Each record below has to be printed verbatim.

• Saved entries
++++++++++++++++++++

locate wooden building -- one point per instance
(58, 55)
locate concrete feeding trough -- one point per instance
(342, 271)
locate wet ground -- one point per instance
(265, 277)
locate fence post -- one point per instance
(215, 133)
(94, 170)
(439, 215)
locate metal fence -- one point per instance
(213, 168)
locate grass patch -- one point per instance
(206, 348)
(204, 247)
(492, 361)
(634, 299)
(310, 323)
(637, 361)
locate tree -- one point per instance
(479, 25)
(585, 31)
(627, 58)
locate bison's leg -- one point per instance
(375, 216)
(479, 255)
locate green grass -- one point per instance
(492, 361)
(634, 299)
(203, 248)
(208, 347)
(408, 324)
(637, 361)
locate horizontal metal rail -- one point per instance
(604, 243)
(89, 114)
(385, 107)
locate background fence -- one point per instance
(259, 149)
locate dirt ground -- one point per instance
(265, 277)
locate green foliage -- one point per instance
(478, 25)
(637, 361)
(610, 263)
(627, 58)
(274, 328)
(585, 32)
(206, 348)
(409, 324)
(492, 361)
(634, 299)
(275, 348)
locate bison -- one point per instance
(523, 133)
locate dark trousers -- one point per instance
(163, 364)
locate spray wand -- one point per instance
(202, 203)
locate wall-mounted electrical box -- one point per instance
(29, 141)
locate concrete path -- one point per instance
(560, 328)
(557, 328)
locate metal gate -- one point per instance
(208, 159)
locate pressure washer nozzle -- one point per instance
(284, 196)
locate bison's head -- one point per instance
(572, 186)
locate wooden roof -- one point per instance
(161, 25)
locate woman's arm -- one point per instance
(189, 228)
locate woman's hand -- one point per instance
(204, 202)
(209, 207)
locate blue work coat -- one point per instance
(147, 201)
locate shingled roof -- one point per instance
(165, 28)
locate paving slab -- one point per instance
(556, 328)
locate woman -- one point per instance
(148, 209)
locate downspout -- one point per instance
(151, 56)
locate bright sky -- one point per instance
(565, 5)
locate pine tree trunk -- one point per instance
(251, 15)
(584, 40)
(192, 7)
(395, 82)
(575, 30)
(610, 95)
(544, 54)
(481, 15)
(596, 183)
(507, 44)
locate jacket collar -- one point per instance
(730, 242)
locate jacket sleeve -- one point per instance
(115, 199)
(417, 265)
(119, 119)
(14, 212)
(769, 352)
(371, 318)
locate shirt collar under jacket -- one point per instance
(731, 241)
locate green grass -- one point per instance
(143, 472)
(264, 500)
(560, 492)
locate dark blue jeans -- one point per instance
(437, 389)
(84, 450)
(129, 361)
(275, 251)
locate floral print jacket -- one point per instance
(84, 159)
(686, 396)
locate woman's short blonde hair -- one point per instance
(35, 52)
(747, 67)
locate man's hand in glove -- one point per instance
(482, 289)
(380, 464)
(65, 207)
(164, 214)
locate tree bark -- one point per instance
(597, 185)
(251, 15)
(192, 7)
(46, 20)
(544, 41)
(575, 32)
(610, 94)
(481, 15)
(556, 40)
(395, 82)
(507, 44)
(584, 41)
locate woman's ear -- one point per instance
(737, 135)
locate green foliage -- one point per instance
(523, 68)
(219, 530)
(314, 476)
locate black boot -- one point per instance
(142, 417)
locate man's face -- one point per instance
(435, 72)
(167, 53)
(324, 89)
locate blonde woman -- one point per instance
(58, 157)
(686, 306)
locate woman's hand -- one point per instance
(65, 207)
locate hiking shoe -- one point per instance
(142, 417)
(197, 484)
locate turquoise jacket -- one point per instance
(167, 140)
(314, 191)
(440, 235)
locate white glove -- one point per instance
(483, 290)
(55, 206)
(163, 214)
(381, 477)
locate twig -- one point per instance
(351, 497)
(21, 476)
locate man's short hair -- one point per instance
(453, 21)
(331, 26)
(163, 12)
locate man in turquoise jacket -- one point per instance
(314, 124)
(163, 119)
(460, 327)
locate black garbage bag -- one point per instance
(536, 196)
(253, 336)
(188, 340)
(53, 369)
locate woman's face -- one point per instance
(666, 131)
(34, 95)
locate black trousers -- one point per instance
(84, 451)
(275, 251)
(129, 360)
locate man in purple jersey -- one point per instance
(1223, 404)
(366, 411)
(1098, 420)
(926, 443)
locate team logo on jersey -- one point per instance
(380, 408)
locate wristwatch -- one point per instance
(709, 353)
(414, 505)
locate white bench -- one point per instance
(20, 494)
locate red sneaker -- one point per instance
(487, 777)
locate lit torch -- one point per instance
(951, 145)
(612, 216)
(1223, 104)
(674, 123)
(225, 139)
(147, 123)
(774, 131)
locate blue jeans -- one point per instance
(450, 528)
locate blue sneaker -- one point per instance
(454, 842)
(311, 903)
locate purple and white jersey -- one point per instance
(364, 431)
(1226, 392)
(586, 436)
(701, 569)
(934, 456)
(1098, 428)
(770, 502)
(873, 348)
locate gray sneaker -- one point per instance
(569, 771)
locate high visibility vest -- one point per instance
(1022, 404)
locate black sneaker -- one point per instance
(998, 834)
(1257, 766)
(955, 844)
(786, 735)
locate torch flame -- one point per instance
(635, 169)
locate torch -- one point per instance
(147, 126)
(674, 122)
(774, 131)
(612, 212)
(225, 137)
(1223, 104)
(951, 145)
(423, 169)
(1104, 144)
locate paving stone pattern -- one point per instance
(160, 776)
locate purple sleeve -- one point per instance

++++++++++++++++++++

• Written answer
locate wooden building -- one point per instance
(58, 55)
locate concrete feeding trough -- one point per instance
(342, 271)
locate wet ground -- one point per instance
(265, 277)
locate fence post -- one point per instance
(215, 133)
(94, 170)
(439, 215)
locate metal fence -- one point per instance
(213, 168)
locate grass patch -- one point per instance
(206, 348)
(204, 247)
(492, 361)
(634, 299)
(310, 323)
(637, 361)
locate tree -- one point per instance
(479, 25)
(585, 31)
(627, 58)
locate bison's leg -- one point per instance
(375, 216)
(479, 255)
locate green grass -- one point per instance
(492, 361)
(634, 299)
(203, 248)
(208, 347)
(408, 324)
(637, 361)
locate horizontal metal rail -- one point per instance
(604, 243)
(89, 114)
(385, 107)
locate background fence -- one point per instance
(259, 149)
locate dirt ground -- one point per instance
(265, 277)
locate green foliage -- one point per instance
(478, 25)
(637, 361)
(610, 263)
(627, 58)
(274, 328)
(585, 32)
(206, 348)
(409, 324)
(492, 361)
(634, 299)
(275, 348)
locate bison -- one point per instance
(523, 133)
locate dark trousers -- one point per instance
(163, 364)
locate spray wand -- one point per instance
(202, 203)
locate wall-mounted electrical box -- one point per instance
(29, 141)
locate concrete path -- one point per instance
(560, 328)
(557, 328)
locate metal gate -- one point per instance
(208, 159)
locate pressure washer nozzle -- one point per instance
(284, 196)
locate bison's head -- one point per instance
(572, 186)
locate wooden roof -- one point per instance
(161, 25)
locate woman's arm -- one point per instance
(189, 228)
locate woman's hand -- one point per instance
(204, 202)
(209, 207)
locate blue work coat -- one point per instance
(147, 201)
locate shingled roof -- one point per instance
(165, 28)
locate paving slab -- one point per instance
(556, 328)
locate woman -- one point per instance
(148, 209)
locate downspout -- one point per instance
(151, 56)
locate bright sky -- one point per instance
(565, 5)
locate pine tree trunk -- one point per instance
(251, 15)
(584, 40)
(192, 7)
(395, 82)
(575, 30)
(610, 95)
(544, 54)
(481, 15)
(596, 183)
(507, 44)
locate jacket collar -- one point per instance
(730, 242)
locate jacket sleeve -- one point per instance
(115, 199)
(417, 265)
(119, 119)
(14, 212)
(769, 352)
(371, 318)
locate shirt collar under jacket -- one point per instance
(731, 241)
locate green grass -- one point per instance
(143, 472)
(264, 500)
(560, 492)
locate dark blue jeans -- one point per instance
(437, 389)
(84, 450)
(129, 361)
(275, 251)
locate floral print jacket -- one point per instance
(84, 159)
(686, 396)
locate woman's short blonde hair -- one point per instance
(35, 52)
(747, 67)
locate man's hand in glove -- one point per instance
(482, 289)
(380, 464)
(65, 207)
(164, 214)
locate tree bark -- one point per instance
(597, 185)
(251, 15)
(192, 7)
(46, 20)
(544, 41)
(575, 32)
(610, 94)
(481, 15)
(556, 40)
(395, 82)
(507, 44)
(584, 41)
locate woman's ear -- one point per instance
(737, 135)
locate green foliage -- one point per instance
(523, 68)
(219, 530)
(314, 476)
locate black boot -- one point per instance
(142, 417)
locate man's face -- one point per instance
(435, 72)
(167, 53)
(324, 89)
locate blonde woman -- one point per instance
(58, 157)
(686, 306)
locate woman's hand -- one point per instance
(65, 207)
locate hiking shoe -- one point per instance
(142, 417)
(197, 484)
locate turquoise jacket -- one point per instance
(167, 140)
(314, 191)
(440, 235)
locate white glove -- one point per instance
(483, 290)
(55, 206)
(163, 214)
(381, 477)
locate twig -- one point per instance
(351, 497)
(21, 476)
locate man's short hair -- one point per instance
(453, 21)
(331, 26)
(163, 12)
locate man in turquoise jacket -- one point per instance
(314, 124)
(163, 119)
(460, 327)
locate black garbage bag -- one point per instance
(536, 196)
(253, 336)
(188, 340)
(53, 369)
locate woman's face -- one point per instance
(666, 131)
(34, 95)
locate black trousers -- one point per instance
(84, 451)
(275, 251)
(129, 360)
locate man in purple jersey -- one point per instance
(1223, 404)
(366, 411)
(1098, 420)
(926, 443)
locate team logo on jersey -- one point per instance
(380, 408)
locate wristwatch -- one point per instance
(709, 353)
(414, 505)
locate white bench -- one point per instance
(20, 494)
locate red sneaker -- one point per instance
(487, 777)
locate lit torch -- one point per instance
(951, 145)
(612, 216)
(1223, 104)
(674, 123)
(225, 139)
(147, 123)
(774, 131)
locate blue jeans -- one point per instance
(450, 528)
locate blue sneaker -- one point per instance
(454, 842)
(311, 903)
locate purple and white jersey -- one point per instance
(364, 431)
(1226, 392)
(586, 436)
(701, 569)
(934, 456)
(1098, 428)
(770, 502)
(873, 348)
locate gray sneaker -- one point per instance
(569, 771)
locate high visibility vest -- one point per instance
(1022, 404)
locate black sneaker -- one point per instance
(998, 834)
(1257, 766)
(955, 844)
(786, 735)
locate torch flame -- one point per instance
(635, 169)
locate torch -- one point per instance
(147, 126)
(674, 122)
(774, 131)
(612, 212)
(225, 137)
(1223, 104)
(951, 145)
(423, 169)
(1104, 144)
locate paving stone pattern -- one point per instance
(160, 776)
locate purple sleeve -- one point per instance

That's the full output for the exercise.